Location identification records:
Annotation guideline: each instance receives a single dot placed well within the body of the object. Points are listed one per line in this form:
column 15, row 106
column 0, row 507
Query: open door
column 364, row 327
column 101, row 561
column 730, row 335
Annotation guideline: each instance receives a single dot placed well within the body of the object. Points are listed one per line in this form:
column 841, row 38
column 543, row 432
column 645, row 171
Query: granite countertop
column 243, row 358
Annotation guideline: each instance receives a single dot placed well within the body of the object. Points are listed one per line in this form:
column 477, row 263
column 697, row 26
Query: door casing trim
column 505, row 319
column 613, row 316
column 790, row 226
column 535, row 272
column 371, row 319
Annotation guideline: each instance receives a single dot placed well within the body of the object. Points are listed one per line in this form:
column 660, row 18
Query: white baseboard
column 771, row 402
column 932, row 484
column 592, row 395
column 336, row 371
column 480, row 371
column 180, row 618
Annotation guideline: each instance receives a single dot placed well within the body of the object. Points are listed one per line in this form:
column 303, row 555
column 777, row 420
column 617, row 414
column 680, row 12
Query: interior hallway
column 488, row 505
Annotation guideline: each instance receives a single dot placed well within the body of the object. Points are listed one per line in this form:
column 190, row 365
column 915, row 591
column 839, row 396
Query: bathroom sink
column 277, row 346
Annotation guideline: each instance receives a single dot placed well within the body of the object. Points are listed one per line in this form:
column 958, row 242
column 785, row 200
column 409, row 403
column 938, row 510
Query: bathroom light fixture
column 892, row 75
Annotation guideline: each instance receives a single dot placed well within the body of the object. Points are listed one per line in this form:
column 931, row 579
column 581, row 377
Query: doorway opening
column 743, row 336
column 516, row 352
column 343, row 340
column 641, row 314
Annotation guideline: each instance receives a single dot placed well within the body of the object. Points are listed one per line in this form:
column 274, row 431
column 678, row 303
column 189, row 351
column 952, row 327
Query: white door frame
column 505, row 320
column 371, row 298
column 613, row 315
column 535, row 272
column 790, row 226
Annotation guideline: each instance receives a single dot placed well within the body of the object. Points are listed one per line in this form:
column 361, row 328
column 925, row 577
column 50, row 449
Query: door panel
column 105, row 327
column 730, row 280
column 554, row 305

Written exercise: Reproduce the lines above word for word, covering all of the records.

Exercise solution:
Annotation guideline: each instance receives a single dot placed well within the body of the object. Points are listed one per line in this form:
column 15, row 106
column 0, row 507
Query: open door
column 364, row 327
column 101, row 561
column 730, row 335
Annotation guideline: each instance receives a single dot placed well within the body of the object. Points are listed one per line in this form:
column 841, row 38
column 543, row 432
column 645, row 171
Query: granite countertop
column 243, row 358
Annotation guideline: each instance receives a single dot placed well within the body of the object. Points are listed one per line in this form:
column 477, row 263
column 697, row 26
Query: door casing trim
column 505, row 319
column 613, row 316
column 790, row 226
column 535, row 272
column 371, row 319
Annotation guideline: each instance receives a single dot placed well within the body of the object. Points are listed one per line in this form:
column 660, row 18
Query: white baseboard
column 771, row 402
column 932, row 484
column 592, row 395
column 336, row 371
column 480, row 371
column 180, row 618
Annotation guideline: each instance receives a single dot placed well within the body of the object. Points are listed one per line in this form:
column 303, row 555
column 777, row 420
column 617, row 414
column 680, row 12
Query: interior hallway
column 488, row 505
Annotation guideline: each instance receives a single dot placed well within the body of the object. Points are listed one per line in this form:
column 190, row 365
column 915, row 591
column 839, row 396
Query: bathroom sink
column 277, row 346
Annotation guideline: each instance receives a single dot placed well within the body of the object. Points are listed one per line in this form:
column 958, row 242
column 785, row 200
column 409, row 403
column 938, row 510
Query: bathroom light fixture
column 892, row 75
Annotation guideline: each instance receives a single dot placed well within the body of the object. Points are listed one per line in this form:
column 931, row 579
column 581, row 377
Query: doorway opening
column 743, row 336
column 516, row 352
column 343, row 340
column 641, row 314
Annotation guideline: each instance receives a single dot placed well within the body of the object. Points are listed one per line in this form:
column 274, row 431
column 678, row 303
column 189, row 351
column 952, row 327
Query: white door frame
column 505, row 320
column 371, row 298
column 613, row 315
column 535, row 272
column 790, row 226
Annotation guideline: each instance receives a single dot placed well within the body of the object. Points are listed one per line in this form:
column 361, row 328
column 925, row 577
column 50, row 449
Query: door panel
column 105, row 327
column 730, row 280
column 554, row 305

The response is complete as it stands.